## The task
In the records below, find the line with "x=294, y=300" and the line with "x=499, y=242"; return exactly those lines and every line between them.

## Dataset entries
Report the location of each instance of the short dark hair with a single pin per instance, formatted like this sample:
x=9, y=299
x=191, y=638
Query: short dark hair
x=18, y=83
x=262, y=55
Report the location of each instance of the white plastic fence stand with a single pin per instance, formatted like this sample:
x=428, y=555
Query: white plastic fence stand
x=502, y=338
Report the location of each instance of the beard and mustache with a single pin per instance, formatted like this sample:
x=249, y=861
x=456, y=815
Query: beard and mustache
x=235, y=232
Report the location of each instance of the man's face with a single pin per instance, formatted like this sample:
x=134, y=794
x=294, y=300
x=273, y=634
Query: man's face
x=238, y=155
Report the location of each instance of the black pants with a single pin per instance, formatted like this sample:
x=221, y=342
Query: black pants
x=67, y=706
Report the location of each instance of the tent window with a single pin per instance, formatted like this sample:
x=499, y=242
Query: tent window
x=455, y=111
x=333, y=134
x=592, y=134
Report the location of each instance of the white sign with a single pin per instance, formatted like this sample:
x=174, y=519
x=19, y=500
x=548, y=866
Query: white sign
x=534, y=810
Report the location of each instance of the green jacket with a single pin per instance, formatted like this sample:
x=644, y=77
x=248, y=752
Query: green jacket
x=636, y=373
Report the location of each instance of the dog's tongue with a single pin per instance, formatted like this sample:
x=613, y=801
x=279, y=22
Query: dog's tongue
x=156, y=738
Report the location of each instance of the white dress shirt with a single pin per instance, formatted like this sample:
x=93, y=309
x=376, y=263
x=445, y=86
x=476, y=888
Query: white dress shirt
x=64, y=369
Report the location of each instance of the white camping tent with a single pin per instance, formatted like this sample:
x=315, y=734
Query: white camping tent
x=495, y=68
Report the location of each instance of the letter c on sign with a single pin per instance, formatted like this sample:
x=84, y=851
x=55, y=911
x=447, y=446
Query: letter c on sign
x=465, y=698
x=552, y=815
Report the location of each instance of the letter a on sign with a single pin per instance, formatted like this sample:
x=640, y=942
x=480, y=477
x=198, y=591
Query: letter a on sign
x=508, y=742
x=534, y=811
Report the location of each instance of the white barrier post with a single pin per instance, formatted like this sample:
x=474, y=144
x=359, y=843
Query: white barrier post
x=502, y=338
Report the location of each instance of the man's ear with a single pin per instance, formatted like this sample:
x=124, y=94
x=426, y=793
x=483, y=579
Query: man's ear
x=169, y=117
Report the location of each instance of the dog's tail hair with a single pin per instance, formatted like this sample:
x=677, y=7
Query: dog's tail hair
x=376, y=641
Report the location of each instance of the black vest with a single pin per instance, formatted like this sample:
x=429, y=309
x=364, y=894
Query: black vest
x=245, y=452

* * *

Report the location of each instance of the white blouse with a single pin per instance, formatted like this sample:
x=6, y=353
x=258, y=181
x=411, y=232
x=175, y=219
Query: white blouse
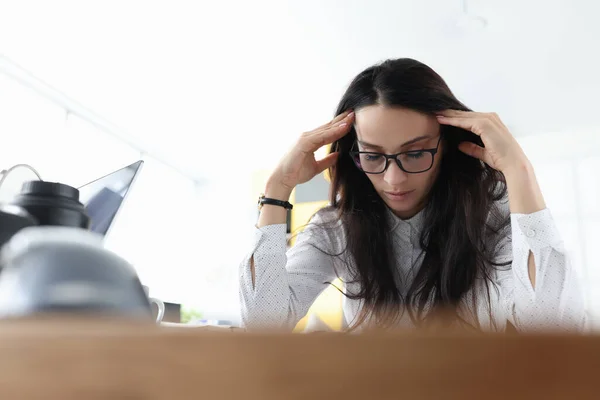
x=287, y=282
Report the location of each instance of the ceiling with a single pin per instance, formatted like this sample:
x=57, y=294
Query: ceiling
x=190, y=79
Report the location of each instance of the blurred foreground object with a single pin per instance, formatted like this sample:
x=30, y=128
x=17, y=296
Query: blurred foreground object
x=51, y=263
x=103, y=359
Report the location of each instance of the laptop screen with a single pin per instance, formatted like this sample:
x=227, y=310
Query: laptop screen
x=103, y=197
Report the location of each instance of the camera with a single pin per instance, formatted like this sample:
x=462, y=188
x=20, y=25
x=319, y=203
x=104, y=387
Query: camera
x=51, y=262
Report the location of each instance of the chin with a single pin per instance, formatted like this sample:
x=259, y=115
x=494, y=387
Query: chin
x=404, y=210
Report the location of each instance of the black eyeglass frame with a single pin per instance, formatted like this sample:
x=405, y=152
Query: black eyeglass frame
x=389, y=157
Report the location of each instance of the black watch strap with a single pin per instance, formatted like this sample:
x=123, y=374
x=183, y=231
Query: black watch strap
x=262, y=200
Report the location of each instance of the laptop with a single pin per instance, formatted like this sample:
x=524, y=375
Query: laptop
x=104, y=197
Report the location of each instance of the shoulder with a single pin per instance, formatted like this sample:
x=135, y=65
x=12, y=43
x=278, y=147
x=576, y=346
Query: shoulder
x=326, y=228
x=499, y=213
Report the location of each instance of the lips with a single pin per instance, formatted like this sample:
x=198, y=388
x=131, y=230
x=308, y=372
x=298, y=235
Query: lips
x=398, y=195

==

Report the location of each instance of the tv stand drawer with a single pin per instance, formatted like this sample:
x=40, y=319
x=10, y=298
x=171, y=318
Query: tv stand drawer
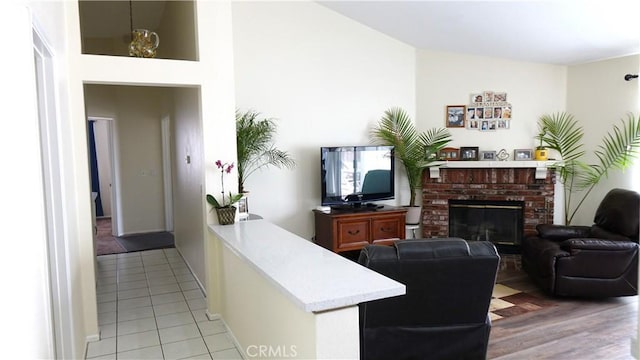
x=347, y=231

## Task response
x=294, y=300
x=273, y=634
Query: man's face
x=238, y=155
Report the location of each instance of the black pants with a single pin per instance, formatted like this sample:
x=221, y=342
Query: black pants
x=67, y=706
Report the location of each instance of the tent window with a single pin per instance, formatted like this sample:
x=499, y=242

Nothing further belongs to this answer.